== Requests ==
**1.** In the anniversary season announcement, in which town and state is Theatre at the Center based?
**2.** Resume the anniversary season announcement, writing on from its last sentence.

== Selected text ==

-- START --

Indiana’s Theater at Center announces 25th anniversary season

SHARE Indiana’s Theater at Center announces 25th anniversary season

Theatre at the Center, the Munster, Indiana-based operation that is embraced by the Jeff Awards Committee despite its cross-border location, will be celebrating its 25th anniversary season in 2015 with a lineup that includes satirical spoofs, rock and roll musicals and heartwarming stories, each with a close relationship to iconic films.

-- END --

== Material shown ==
-- START --

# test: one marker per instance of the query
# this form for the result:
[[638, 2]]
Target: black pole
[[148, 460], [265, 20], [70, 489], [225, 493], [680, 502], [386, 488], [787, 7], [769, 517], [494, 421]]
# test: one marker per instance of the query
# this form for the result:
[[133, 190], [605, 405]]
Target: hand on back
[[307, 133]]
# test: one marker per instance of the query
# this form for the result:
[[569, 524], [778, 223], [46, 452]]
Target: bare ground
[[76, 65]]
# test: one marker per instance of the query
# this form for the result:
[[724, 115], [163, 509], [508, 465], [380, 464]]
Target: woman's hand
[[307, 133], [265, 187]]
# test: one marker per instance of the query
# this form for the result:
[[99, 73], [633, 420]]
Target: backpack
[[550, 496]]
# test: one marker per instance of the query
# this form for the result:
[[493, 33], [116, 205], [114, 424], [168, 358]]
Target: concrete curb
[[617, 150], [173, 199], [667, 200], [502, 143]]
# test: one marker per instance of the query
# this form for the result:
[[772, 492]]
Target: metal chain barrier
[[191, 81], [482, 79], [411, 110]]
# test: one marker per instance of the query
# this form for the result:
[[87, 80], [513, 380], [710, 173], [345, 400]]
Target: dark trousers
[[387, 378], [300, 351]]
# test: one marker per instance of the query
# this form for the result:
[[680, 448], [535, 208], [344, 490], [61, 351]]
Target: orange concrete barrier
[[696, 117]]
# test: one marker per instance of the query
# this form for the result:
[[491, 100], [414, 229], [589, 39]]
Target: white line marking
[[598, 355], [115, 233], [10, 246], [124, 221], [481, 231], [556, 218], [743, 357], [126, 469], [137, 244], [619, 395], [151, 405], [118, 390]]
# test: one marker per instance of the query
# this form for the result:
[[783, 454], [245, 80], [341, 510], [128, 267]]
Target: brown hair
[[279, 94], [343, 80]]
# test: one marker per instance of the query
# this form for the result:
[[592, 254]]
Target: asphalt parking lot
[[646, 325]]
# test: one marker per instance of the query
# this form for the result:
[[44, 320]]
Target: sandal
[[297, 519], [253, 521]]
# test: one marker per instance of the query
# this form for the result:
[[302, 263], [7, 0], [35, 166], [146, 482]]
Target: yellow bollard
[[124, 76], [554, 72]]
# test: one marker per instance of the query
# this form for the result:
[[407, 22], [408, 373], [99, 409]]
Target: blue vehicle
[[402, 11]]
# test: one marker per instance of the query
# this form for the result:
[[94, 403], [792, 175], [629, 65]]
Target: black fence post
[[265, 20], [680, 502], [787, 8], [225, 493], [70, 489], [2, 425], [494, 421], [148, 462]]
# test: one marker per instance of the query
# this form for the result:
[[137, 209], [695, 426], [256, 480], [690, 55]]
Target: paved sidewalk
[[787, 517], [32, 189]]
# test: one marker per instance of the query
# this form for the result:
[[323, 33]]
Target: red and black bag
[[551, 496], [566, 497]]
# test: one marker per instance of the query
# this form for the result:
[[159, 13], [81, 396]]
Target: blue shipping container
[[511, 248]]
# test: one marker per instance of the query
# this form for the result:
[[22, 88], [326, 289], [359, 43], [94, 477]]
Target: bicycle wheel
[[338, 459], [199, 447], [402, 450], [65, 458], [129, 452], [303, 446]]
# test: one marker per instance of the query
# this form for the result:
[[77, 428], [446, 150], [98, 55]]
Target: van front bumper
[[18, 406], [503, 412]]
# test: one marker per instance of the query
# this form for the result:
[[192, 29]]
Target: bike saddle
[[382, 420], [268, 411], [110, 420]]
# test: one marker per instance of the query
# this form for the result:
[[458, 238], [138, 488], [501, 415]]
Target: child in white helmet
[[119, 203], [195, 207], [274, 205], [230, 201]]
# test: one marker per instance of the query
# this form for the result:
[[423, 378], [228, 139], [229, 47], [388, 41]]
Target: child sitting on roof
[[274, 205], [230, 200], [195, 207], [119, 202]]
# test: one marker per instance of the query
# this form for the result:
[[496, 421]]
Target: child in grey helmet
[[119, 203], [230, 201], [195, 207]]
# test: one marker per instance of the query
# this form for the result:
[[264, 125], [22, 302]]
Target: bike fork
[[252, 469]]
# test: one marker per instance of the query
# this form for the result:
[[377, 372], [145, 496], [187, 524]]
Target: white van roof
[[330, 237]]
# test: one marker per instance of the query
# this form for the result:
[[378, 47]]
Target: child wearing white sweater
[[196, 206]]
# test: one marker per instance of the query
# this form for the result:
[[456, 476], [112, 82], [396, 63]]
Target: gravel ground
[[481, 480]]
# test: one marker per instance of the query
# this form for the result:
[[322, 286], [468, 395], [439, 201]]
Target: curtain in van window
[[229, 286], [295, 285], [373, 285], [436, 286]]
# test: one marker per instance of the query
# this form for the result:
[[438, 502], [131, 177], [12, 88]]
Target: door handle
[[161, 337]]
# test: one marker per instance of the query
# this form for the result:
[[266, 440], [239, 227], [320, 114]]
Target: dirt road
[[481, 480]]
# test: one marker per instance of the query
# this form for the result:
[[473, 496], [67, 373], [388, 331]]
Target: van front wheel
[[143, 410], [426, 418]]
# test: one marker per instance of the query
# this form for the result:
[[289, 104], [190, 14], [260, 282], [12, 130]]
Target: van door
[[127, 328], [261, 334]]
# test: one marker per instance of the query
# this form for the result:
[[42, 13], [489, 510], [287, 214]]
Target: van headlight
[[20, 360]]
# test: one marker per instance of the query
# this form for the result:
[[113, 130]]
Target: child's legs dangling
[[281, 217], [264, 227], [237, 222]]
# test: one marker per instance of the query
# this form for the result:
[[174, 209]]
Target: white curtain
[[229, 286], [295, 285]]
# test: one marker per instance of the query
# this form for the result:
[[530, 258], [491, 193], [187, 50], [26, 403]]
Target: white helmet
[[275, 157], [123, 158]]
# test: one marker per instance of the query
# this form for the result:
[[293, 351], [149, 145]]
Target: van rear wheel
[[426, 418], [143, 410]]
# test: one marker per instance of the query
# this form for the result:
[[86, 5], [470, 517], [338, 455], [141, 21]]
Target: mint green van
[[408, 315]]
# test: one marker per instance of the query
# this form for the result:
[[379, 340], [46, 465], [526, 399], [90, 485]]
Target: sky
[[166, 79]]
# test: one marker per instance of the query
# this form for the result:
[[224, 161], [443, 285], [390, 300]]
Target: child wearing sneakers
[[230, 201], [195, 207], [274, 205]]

-- END --

== The results ==
**1.** Munster, Indiana.

**2.**
The season opens with the drama “On Golden Pond” (Feb. 26-March 29, 2015), the touching, funny, warmly insightful story that won a Tony Award on Broadway and then went on to become an Oscar-winning film. It will then move on to try its hand at the recent Broadway musical “Big Fish” (May 7-June 7); to shake, rattle and roll with “All Shook Up! The Music of Elvis Presley” (June 16-Aug. 16), a show inspired by the movies and songs of Elvis, as well as by Shakespeare’s comedy “Twelfth Night”; and then “Spamalot” (Sept. 17-Oct. 18), the zany Monty Python-inspired farce about King Arthur and his band of unruly knights. Closing the season during the 2015 holiday season will be the stage version of the nostalgic family favorite “A Christmas Story” (Nov. 19-Dec. 27).

“We’re thrilled to be celebrating this milestone anniversary season,” said Theatre at the Center artistic director William Pullinsi in a prepared statement. “What began as a summer theater with a few guest artists has grown into a year-round, professional Equity theater attracting some of the best performers and designers, and presenting classic favorites, as well as Chicago area and world premieres at affordable prices.”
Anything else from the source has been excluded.